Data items

★ ★ ★ ★ ★

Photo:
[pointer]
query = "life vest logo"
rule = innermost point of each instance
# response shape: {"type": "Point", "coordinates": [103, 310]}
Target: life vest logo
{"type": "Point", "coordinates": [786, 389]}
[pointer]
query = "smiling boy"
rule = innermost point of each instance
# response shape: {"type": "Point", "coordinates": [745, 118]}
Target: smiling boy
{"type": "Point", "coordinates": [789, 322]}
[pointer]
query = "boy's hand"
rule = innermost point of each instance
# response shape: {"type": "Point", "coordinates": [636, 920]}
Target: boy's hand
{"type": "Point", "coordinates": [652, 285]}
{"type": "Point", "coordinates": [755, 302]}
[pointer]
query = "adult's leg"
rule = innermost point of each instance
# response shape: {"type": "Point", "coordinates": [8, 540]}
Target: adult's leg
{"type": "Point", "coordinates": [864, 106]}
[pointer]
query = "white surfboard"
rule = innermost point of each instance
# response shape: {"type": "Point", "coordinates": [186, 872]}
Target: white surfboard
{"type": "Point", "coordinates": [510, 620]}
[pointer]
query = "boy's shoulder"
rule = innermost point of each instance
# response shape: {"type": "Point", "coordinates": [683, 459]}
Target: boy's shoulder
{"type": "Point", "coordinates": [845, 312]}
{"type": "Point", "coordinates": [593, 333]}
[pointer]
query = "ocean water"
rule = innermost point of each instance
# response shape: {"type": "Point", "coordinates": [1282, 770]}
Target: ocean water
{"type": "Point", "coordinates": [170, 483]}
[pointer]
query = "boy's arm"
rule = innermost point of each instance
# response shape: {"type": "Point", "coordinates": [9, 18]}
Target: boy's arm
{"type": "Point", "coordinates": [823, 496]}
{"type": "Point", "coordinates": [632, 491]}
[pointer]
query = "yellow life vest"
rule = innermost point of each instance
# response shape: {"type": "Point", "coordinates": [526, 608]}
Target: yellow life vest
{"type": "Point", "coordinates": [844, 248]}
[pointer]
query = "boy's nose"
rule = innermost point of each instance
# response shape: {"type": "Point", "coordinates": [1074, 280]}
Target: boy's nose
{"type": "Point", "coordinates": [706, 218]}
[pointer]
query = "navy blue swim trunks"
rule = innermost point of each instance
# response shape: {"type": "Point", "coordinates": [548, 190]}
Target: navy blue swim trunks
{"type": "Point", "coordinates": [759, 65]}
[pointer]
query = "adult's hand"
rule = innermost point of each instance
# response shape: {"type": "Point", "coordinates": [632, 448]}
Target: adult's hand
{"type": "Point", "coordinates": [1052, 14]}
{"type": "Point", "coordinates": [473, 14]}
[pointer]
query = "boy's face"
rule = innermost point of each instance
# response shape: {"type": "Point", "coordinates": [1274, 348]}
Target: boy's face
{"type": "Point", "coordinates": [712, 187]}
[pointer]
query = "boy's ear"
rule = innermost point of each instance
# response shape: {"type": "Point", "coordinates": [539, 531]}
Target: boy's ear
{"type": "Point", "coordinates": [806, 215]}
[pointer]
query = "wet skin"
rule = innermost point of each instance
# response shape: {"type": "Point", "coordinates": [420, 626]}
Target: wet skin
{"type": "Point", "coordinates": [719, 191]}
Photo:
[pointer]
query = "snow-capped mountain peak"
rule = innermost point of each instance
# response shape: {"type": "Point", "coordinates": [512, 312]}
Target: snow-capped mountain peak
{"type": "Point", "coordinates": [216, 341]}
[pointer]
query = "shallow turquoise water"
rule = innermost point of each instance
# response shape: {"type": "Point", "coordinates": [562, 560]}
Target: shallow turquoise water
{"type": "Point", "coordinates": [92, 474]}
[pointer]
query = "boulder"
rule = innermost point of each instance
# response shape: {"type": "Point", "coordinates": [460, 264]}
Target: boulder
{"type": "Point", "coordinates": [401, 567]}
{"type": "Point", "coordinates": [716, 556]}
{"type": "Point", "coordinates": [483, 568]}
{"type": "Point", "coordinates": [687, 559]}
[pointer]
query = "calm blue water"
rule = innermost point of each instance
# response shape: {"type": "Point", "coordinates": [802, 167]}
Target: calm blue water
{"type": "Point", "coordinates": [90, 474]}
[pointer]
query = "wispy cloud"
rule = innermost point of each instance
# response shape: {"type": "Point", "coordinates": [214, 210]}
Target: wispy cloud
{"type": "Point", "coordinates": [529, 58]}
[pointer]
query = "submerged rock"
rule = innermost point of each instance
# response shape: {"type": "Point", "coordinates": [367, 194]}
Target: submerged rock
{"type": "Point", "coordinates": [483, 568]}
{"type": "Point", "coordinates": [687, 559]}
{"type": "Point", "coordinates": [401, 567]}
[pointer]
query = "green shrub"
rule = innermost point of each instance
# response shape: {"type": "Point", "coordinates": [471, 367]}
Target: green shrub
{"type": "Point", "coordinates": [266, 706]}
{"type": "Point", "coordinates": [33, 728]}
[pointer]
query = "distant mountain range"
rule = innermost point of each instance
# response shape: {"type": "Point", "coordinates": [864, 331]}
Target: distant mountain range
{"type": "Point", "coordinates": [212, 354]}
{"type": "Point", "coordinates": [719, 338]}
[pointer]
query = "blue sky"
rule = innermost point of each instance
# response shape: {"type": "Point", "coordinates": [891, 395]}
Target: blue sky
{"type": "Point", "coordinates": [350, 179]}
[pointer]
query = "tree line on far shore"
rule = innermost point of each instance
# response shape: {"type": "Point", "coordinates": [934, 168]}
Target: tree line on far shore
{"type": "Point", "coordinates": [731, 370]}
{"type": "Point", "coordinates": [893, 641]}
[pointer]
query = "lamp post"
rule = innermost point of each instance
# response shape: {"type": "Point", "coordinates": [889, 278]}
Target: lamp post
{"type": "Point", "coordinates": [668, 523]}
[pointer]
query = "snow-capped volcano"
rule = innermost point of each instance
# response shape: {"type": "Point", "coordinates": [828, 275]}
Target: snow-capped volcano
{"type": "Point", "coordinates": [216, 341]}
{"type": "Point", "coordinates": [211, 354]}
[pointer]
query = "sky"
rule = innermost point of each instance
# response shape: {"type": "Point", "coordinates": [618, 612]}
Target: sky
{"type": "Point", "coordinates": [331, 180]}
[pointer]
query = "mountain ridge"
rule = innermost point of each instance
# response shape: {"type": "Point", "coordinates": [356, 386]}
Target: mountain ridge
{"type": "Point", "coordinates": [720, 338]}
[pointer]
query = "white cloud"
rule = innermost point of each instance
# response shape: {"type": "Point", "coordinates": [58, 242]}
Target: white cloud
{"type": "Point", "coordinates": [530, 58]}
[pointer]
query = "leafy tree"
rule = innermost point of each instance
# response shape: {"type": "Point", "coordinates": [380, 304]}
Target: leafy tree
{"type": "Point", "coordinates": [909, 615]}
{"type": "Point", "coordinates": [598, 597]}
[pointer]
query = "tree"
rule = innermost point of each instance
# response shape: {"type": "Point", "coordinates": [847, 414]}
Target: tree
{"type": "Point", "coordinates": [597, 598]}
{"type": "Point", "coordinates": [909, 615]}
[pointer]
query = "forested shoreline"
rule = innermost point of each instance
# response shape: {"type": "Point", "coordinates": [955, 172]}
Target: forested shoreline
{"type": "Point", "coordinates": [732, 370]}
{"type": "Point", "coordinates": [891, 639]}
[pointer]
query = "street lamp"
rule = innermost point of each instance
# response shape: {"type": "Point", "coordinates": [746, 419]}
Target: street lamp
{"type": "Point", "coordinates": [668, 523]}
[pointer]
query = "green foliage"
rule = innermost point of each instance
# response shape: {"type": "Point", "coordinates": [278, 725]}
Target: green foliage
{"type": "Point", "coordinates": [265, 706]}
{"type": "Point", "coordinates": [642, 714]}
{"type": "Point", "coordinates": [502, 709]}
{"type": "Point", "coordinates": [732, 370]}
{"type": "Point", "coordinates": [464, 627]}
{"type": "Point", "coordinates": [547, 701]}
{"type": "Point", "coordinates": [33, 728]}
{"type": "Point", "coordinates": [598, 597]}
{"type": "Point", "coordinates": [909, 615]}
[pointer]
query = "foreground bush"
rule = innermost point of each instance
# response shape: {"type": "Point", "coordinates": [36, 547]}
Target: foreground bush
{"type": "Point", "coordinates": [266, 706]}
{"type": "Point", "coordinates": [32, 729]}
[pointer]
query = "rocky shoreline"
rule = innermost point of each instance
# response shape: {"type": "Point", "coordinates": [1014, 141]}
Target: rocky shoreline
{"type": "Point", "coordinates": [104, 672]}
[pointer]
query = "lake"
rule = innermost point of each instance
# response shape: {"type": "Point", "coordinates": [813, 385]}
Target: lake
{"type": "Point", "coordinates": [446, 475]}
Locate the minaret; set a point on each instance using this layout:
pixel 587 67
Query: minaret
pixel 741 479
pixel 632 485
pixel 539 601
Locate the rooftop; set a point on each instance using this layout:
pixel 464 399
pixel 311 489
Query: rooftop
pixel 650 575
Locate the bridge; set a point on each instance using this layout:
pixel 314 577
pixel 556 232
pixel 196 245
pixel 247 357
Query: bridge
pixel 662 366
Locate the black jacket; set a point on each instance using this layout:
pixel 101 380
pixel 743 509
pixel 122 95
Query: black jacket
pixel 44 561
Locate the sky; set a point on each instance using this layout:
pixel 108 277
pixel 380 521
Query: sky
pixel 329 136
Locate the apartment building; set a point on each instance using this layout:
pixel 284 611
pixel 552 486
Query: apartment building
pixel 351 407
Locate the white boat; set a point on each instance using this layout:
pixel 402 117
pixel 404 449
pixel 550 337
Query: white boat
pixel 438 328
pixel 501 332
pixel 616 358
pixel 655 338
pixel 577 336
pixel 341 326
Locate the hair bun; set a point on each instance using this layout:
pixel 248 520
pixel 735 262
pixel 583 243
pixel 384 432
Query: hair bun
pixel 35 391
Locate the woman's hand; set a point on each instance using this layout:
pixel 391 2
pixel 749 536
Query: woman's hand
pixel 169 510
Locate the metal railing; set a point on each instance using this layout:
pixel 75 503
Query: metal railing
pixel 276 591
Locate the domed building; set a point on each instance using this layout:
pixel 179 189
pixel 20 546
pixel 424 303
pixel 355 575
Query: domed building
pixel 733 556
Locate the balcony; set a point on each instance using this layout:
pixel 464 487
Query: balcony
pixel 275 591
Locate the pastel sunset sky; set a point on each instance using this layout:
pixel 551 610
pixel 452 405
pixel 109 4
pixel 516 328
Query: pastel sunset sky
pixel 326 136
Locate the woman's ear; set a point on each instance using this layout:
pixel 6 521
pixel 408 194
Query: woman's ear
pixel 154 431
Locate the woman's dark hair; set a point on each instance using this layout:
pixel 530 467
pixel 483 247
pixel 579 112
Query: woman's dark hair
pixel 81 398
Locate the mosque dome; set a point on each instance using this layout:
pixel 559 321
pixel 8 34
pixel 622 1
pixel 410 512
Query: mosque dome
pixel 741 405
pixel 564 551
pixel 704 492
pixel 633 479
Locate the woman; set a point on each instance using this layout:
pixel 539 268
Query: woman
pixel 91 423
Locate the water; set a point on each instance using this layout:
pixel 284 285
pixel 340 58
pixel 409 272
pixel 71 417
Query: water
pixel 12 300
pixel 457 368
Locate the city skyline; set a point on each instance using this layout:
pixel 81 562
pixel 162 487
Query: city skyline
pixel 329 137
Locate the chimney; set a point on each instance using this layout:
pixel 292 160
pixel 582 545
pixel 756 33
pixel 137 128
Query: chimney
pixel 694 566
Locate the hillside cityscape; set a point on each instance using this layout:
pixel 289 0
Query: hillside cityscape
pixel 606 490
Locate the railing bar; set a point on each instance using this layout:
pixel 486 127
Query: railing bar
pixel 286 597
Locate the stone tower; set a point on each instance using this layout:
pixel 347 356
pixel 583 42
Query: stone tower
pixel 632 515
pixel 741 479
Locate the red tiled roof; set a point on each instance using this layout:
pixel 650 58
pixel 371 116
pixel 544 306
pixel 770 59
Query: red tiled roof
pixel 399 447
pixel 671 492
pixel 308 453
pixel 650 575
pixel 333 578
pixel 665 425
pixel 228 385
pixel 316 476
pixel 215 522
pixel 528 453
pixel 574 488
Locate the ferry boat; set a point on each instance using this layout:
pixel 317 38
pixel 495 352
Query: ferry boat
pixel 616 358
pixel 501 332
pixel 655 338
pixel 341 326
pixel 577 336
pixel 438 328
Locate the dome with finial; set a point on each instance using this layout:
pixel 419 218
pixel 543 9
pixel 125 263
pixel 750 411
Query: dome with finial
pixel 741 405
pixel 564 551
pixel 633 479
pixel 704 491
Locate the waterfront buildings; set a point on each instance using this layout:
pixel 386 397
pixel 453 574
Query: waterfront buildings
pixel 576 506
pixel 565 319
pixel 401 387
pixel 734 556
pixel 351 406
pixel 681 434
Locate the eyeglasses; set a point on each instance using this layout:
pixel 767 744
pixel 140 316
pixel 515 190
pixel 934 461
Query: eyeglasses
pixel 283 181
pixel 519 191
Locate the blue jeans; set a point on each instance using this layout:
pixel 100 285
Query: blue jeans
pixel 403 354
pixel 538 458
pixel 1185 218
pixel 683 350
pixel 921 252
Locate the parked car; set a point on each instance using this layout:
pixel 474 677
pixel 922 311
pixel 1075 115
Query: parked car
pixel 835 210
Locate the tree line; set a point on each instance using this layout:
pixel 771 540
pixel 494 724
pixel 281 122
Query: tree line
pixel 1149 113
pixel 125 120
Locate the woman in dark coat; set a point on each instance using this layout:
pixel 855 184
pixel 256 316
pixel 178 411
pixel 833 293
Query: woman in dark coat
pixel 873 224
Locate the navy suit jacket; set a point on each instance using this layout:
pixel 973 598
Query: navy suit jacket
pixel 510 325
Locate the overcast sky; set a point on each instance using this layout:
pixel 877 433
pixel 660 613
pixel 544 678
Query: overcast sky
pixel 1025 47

★ ★ ★ ★ ★

(YOUR INSTRUCTIONS) Output the lines above exactly as they appear, everything from the line containing "Locate the blue" down to the line containing "pixel 125 120", with both of those lines included.

(ANSWER)
Locate the blue jeans; set a point on each instance using this layout:
pixel 100 285
Query: blue jeans
pixel 403 354
pixel 538 458
pixel 1185 218
pixel 683 350
pixel 921 252
Locate the parked car; set a point on each instance using this layout:
pixel 474 677
pixel 922 311
pixel 1075 115
Query: parked car
pixel 835 210
Locate the tree line; set a point on each instance using this layout:
pixel 771 540
pixel 494 724
pixel 281 122
Query: tree line
pixel 1149 113
pixel 125 120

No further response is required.